● **任务要求**
请把下面记录中从含有“the white pot”的那一行到含有“the white wall”的那一行（两端都包括）列成编号清单，空行略去。

● **练习数据**
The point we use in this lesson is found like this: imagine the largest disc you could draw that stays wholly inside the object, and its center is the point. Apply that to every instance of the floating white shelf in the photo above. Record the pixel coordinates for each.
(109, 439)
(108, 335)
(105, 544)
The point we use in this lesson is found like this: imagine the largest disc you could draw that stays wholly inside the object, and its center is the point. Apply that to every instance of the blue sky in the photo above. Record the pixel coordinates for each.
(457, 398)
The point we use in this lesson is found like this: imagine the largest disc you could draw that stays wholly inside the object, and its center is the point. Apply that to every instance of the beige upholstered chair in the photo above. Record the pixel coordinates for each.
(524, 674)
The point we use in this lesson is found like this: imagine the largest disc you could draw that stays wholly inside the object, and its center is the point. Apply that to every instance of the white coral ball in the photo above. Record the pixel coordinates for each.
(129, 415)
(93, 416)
---
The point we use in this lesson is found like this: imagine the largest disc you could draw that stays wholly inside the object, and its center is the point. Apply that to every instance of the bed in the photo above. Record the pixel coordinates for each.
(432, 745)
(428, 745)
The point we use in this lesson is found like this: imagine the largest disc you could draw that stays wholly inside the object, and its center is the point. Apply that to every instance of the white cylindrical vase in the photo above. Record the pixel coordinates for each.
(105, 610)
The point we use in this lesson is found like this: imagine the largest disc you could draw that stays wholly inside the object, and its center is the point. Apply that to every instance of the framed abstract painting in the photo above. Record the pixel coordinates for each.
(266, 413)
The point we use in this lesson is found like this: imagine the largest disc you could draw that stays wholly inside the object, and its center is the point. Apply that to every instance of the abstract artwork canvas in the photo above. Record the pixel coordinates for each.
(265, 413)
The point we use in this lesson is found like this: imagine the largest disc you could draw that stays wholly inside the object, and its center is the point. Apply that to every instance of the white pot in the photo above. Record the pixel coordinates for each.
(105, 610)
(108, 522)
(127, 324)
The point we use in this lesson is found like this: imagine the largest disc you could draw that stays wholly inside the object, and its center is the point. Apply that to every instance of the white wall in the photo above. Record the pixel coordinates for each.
---
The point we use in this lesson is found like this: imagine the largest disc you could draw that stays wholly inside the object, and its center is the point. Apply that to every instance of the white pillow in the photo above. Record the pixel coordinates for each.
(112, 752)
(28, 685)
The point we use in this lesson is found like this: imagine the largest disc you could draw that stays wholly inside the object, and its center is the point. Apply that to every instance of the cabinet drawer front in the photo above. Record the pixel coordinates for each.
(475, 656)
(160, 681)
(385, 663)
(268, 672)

● **任务解答**
1. The point we use in this lesson is found like this: imagine the largest disc you could draw that stays wholly inside the object, and its center is the point. Apply that to every instance of the white pot in the photo above. Record the pixel coordinates for each.
2. (105, 610)
3. (108, 522)
4. (127, 324)
5. The point we use in this lesson is found like this: imagine the largest disc you could draw that stays wholly inside the object, and its center is the point. Apply that to every instance of the white wall in the photo above. Record the pixel coordinates for each.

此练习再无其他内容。